**Problem:** Output the records exactly. Include every line.

▬▬▬▬▬▬▬▬▬▬

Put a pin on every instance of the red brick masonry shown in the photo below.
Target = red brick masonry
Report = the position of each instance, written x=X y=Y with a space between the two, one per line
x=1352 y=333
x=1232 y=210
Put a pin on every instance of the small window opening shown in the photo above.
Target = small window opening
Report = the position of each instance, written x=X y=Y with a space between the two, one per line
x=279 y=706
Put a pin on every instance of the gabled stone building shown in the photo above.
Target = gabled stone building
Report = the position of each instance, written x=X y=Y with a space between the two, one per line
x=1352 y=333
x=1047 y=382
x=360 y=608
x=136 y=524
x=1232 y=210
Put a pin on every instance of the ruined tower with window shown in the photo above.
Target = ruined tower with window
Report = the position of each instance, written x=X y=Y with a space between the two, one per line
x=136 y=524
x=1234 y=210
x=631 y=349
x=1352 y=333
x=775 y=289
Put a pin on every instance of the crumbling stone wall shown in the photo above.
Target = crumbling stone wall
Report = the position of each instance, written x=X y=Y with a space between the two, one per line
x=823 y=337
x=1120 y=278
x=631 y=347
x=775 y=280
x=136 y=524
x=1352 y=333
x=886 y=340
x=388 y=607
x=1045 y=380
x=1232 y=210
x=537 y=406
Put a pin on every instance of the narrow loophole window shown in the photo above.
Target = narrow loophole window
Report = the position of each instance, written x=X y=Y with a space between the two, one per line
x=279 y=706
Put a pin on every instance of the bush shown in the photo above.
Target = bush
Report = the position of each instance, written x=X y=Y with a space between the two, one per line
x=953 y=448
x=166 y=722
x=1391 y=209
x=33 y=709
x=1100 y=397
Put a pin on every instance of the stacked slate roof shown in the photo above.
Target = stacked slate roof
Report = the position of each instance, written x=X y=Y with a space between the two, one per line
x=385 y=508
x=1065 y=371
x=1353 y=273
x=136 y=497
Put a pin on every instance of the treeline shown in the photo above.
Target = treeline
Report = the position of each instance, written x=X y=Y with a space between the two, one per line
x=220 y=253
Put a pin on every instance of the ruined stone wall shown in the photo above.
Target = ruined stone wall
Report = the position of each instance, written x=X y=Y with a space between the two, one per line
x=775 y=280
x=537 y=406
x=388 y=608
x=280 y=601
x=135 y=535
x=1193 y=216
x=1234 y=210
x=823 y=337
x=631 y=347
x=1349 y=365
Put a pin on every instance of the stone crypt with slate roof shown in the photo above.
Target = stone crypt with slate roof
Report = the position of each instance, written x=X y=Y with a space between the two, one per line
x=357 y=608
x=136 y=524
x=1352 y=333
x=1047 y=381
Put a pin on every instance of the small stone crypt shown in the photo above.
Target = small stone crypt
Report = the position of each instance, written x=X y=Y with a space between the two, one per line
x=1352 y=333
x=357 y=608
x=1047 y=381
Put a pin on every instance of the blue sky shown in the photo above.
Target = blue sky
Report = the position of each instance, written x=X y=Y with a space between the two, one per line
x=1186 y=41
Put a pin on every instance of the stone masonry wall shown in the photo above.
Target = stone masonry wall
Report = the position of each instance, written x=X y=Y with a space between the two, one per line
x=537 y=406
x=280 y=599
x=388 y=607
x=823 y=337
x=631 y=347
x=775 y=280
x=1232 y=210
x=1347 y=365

▬▬▬▬▬▬▬▬▬▬

**Exercise response:**
Put a pin on every instance of the red brick masonry shown in the photo below.
Target = red brick masonry
Report = the position of each instance, written x=X y=Y with a space between the two, one per line
x=1352 y=333
x=1232 y=210
Put a pin on every instance of the small window opening shown in the photo above.
Target = small window opening
Report = the position of each instance, written x=X y=Y with a space between the two, one per line
x=279 y=706
Put a pin on every instance of the gabled stone building shown in the photo above.
Target = gabled stone building
Report = the position of each instance, written x=X y=Y with a space between the two, one per line
x=1352 y=333
x=1047 y=382
x=360 y=608
x=136 y=524
x=1232 y=210
Put a pin on every instance of the ruined tower with window shown in the photo above.
Target = ruined tower with window
Report = the position of each instance, written x=X y=Y with a space between the two, one per line
x=136 y=524
x=1234 y=210
x=631 y=349
x=1352 y=333
x=775 y=289
Put a pin on every instance of the crumbling stone wall shown in the photo above.
Target = crumbling stone wall
Report = the position of each instance, written x=X y=Y with a space between the two, one per line
x=823 y=337
x=1120 y=278
x=631 y=347
x=775 y=280
x=136 y=524
x=1352 y=333
x=886 y=340
x=388 y=607
x=1045 y=380
x=1232 y=210
x=537 y=406
Put a pin on every instance of the narrow loophole window shown in the photo above.
Target = narrow loophole window
Report = the position of each instance, written x=X y=Y with a space between the two, one per line
x=279 y=706
Put a pin on every instance of the bush shown in the photo above.
Target = bush
Report = the position of each instance, written x=X y=Y with a space between the two, one per line
x=953 y=448
x=166 y=722
x=1391 y=209
x=33 y=709
x=1100 y=397
Put a pin on every instance of the stacked slate roof shown in the photo above.
Target = stacked slate roof
Report = the position of each instance, written x=X y=Y with a space between the two, one per line
x=385 y=508
x=1065 y=371
x=1353 y=273
x=136 y=497
Put a pin on every instance of the treeline shown in the photo above.
Target = treeline
Report = the position of each instance, written x=X y=Y with a space between the two, one per line
x=220 y=253
Put a pin on every instance of the ruined stone wall shown in the photo above.
Target = ruined stone wall
Report = the position of each instance, written x=X y=Y with a space between the two, one per line
x=775 y=280
x=537 y=406
x=388 y=608
x=280 y=601
x=135 y=535
x=1193 y=216
x=1234 y=210
x=823 y=337
x=631 y=347
x=1349 y=365
Put a pin on every instance of the stone crypt with slate roof shown in the photo above.
Target = stone crypt with slate roof
Report = the position of each instance, written x=X y=Y with a space between the two, one per line
x=357 y=608
x=136 y=524
x=1352 y=333
x=1047 y=381
Put a pin on every instance of the small stone crypt shown in the photo above.
Target = small stone crypt
Report = the position of each instance, written x=X y=Y with a space between the two, one per line
x=1352 y=333
x=357 y=608
x=1047 y=381
Put a pin on every instance of the blue sky shown in the photo above.
Target = blue sky
Report = the position of each instance, written x=X y=Y with a space between the two, one per line
x=1186 y=41
Put a pin on every instance of the stone masonry wall shown in the photo above.
Target = stone masonry wall
Report = the position of each instance, written x=X y=Y with a space between the two, one per line
x=537 y=406
x=280 y=599
x=388 y=607
x=823 y=337
x=631 y=347
x=775 y=280
x=1232 y=210
x=1347 y=365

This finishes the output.